[Data items]
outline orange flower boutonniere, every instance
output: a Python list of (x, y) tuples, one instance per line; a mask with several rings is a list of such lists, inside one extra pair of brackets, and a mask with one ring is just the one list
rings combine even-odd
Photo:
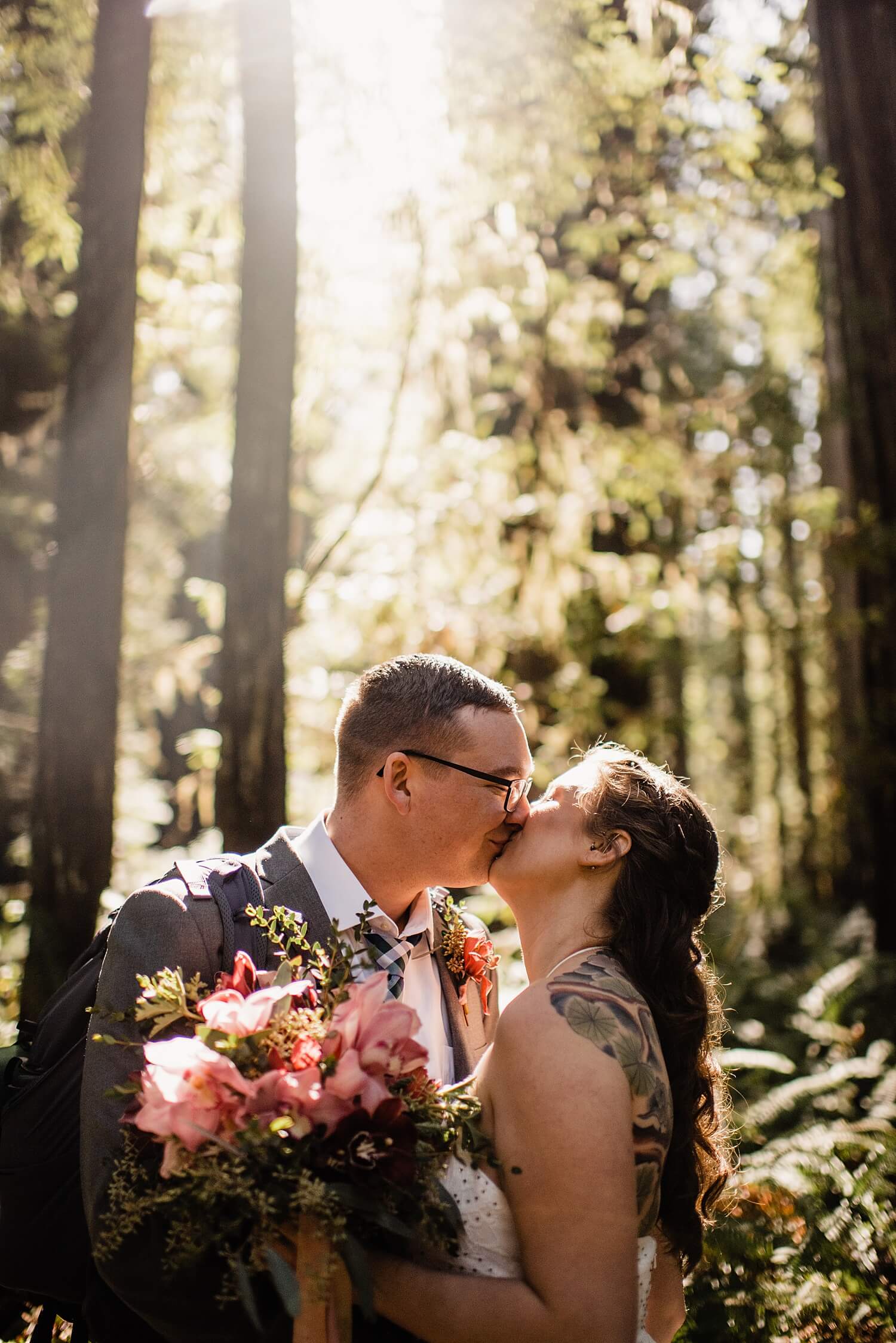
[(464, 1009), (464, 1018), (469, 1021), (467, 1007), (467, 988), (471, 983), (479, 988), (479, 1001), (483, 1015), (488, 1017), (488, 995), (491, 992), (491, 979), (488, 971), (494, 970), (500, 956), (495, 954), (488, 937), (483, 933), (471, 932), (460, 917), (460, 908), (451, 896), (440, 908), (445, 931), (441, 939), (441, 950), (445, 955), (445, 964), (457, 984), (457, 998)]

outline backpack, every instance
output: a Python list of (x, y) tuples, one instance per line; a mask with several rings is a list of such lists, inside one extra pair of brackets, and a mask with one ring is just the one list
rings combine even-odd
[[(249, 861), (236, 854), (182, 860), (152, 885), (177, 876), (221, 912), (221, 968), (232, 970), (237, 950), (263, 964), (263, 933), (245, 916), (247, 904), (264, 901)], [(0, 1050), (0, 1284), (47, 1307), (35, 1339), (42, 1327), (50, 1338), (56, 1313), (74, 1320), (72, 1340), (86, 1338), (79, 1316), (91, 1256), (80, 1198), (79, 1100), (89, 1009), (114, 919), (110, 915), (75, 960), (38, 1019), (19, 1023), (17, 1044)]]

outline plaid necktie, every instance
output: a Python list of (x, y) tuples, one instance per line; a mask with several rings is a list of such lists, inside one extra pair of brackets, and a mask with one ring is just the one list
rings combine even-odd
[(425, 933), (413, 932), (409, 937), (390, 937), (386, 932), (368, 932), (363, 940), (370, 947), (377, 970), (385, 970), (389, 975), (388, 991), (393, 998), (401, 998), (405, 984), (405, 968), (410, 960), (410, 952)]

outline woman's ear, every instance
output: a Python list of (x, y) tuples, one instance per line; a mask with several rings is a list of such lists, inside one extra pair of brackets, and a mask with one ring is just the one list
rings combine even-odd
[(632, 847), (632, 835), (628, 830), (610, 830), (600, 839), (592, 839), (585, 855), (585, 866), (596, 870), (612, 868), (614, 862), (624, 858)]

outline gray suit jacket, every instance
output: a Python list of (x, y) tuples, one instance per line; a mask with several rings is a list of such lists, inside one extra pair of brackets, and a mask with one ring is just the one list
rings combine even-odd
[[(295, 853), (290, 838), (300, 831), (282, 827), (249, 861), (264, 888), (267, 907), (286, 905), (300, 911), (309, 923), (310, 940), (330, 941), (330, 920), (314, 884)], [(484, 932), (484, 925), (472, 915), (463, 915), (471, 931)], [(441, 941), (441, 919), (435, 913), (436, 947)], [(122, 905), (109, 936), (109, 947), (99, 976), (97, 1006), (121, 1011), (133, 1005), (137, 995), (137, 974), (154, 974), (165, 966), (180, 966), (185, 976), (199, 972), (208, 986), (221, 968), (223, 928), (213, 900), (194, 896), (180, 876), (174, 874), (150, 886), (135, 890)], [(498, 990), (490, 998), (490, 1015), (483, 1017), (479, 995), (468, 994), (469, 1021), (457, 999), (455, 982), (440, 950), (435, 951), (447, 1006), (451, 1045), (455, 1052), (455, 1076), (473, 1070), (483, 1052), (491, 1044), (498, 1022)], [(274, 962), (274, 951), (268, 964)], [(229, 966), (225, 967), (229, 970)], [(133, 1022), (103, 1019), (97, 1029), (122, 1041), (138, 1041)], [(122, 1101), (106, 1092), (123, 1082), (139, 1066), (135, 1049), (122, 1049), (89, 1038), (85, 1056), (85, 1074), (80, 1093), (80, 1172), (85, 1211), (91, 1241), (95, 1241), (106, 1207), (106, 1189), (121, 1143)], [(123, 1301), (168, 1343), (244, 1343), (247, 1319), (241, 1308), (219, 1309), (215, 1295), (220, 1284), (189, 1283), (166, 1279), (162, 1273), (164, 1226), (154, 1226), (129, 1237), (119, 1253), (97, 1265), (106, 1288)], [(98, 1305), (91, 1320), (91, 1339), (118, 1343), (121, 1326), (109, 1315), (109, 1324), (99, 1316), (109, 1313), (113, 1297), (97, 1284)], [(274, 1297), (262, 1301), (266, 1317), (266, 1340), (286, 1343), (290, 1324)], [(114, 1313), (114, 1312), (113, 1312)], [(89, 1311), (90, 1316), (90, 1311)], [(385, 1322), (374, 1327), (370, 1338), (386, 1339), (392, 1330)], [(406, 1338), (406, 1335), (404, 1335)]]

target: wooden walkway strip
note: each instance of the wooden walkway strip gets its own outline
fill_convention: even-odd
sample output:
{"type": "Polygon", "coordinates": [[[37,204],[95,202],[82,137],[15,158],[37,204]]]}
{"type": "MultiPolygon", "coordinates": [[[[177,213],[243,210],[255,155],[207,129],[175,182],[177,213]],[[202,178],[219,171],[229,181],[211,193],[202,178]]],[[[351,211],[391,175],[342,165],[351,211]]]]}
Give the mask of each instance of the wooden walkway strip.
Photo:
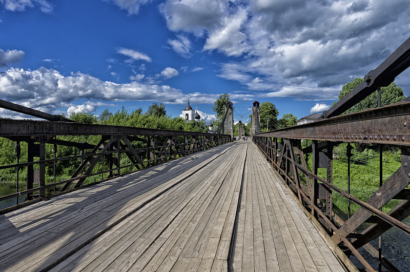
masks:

* * *

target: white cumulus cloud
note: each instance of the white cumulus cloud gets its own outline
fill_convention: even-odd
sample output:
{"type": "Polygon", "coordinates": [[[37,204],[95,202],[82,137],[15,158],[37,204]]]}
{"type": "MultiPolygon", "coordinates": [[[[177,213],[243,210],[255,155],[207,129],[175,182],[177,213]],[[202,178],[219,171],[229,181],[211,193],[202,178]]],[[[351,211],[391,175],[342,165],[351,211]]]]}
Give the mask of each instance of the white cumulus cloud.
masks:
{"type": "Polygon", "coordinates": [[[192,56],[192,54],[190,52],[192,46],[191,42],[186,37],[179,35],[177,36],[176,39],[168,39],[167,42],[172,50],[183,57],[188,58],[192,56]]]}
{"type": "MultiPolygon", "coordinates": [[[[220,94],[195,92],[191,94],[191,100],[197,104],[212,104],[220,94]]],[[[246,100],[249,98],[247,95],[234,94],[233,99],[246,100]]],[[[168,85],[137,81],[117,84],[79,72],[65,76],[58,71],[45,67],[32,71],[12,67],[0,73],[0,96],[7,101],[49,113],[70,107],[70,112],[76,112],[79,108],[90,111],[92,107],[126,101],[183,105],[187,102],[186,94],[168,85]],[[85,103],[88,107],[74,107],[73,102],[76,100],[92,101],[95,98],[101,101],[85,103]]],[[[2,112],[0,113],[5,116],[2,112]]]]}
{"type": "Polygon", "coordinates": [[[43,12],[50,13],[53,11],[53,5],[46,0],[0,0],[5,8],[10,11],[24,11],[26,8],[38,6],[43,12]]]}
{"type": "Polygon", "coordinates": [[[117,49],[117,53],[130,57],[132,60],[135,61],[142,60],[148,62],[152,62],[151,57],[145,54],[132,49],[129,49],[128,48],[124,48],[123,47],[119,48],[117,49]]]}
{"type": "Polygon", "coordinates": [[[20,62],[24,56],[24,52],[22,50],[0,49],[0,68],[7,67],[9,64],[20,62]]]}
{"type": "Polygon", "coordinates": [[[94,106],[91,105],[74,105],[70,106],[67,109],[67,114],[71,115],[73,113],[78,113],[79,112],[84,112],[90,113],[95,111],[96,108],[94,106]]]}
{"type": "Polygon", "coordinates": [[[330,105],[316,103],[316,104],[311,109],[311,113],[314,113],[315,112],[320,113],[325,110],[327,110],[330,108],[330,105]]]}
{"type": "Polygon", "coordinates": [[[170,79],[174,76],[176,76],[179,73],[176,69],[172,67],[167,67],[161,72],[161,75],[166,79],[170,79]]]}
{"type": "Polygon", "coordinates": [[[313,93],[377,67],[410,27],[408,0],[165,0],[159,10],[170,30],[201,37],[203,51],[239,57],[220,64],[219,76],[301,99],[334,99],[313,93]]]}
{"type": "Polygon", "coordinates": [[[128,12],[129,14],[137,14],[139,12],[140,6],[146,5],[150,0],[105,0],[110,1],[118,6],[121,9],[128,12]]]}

==

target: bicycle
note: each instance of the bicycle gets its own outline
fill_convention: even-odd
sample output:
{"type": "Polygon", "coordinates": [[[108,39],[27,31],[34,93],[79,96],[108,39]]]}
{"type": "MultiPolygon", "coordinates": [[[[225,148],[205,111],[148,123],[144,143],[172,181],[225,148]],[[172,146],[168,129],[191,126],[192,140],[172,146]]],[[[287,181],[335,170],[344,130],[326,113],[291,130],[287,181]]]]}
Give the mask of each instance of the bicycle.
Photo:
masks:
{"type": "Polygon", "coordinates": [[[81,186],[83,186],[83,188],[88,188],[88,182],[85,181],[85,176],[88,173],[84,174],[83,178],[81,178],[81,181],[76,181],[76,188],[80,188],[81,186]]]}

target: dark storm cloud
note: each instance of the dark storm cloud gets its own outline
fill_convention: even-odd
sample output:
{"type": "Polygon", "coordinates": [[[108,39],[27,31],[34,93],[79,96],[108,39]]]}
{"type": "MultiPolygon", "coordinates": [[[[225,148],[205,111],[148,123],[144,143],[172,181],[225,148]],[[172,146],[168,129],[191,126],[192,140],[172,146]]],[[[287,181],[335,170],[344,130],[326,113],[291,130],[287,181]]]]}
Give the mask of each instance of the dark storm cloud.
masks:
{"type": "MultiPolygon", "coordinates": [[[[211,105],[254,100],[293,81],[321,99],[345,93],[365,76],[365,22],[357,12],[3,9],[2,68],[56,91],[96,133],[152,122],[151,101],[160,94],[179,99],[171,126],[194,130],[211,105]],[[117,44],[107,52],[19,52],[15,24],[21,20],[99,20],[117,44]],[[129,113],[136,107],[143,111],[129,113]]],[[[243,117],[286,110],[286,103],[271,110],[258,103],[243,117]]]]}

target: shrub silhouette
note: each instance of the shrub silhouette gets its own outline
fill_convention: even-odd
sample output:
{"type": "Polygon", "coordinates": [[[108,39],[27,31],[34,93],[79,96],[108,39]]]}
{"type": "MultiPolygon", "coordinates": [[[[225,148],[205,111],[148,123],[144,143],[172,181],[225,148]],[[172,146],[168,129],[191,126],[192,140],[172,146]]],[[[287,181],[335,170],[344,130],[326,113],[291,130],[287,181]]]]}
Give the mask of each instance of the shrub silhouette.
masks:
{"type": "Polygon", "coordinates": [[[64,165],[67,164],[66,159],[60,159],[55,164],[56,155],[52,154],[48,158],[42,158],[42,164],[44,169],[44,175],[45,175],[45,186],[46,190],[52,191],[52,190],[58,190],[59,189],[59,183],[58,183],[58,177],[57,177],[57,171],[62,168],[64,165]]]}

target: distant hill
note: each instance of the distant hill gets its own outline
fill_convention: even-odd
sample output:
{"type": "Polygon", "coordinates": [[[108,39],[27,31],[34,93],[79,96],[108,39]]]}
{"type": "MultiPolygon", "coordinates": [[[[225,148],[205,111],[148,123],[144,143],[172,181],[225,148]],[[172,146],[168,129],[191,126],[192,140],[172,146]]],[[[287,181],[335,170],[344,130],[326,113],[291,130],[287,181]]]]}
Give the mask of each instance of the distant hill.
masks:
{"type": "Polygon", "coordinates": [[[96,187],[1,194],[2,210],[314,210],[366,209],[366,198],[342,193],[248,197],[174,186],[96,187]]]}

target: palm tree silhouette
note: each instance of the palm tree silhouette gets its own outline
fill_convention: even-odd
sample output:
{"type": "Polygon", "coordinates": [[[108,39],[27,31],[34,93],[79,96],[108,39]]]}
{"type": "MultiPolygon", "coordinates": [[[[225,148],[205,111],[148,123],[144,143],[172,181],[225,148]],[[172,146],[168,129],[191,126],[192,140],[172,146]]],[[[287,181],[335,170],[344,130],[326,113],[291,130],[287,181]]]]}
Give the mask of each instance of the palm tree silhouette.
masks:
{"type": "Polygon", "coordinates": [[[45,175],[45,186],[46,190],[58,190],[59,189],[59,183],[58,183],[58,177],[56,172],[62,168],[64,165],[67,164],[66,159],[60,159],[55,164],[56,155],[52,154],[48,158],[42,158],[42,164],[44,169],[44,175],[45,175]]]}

# [AIM OF THE TASK]
Format the items from the line containing "outline orange flower" through the line containing "960), (410, 952)]" as a two-column CSV with the headers instruction and response, one row per item. Put each item's text and its answer in a single quoted field with line breaks replaced by spaces, and leave the pictures out.

# [ANSWER]
instruction,response
"outline orange flower boutonniere, every instance output: a Python list of (x, y) tuples, one instance per line; a mask with several rings is a list of such lists, inside one extra pair of brackets, and a mask with one ring is just the one list rings combine even-odd Photo:","[(464, 1009), (464, 1018), (469, 1021), (467, 1007), (467, 988), (471, 983), (479, 988), (479, 1001), (483, 1015), (488, 1017), (488, 995), (491, 992), (491, 979), (488, 971), (494, 970), (500, 956), (495, 954), (488, 937), (483, 933), (471, 932), (460, 917), (460, 908), (451, 896), (440, 908), (445, 931), (441, 939), (441, 950), (445, 955), (445, 964), (457, 984), (457, 998)]"
"outline backpack, every instance output: a Python list of (x, y) tuples, one instance per line; a mask with several rings is a list of such lists, inside one extra pair of brackets, and a mask with one ring is just the one list rings combine even-odd","[[(249, 861), (236, 854), (182, 860), (152, 885), (177, 876), (221, 912), (221, 968), (232, 970), (237, 950), (263, 964), (263, 933), (245, 916), (247, 904), (264, 901)], [(0, 1050), (0, 1284), (47, 1307), (35, 1339), (42, 1327), (50, 1338), (56, 1313), (74, 1320), (72, 1340), (86, 1338), (79, 1316), (91, 1256), (80, 1198), (79, 1100), (89, 1009), (114, 919), (110, 915), (75, 960), (38, 1019), (19, 1023), (17, 1044)]]"
"outline plaid necktie, every instance output: a Python list of (x, y) tuples, one instance per line; a mask with several rings is a list of such lists, inside one extra pair of brackets, and a mask with one ring is just the one list rings combine even-odd","[(425, 933), (413, 932), (409, 937), (390, 937), (386, 932), (368, 932), (363, 940), (370, 947), (377, 970), (385, 970), (389, 975), (388, 991), (393, 998), (401, 998), (405, 984), (405, 968), (410, 960), (410, 952)]"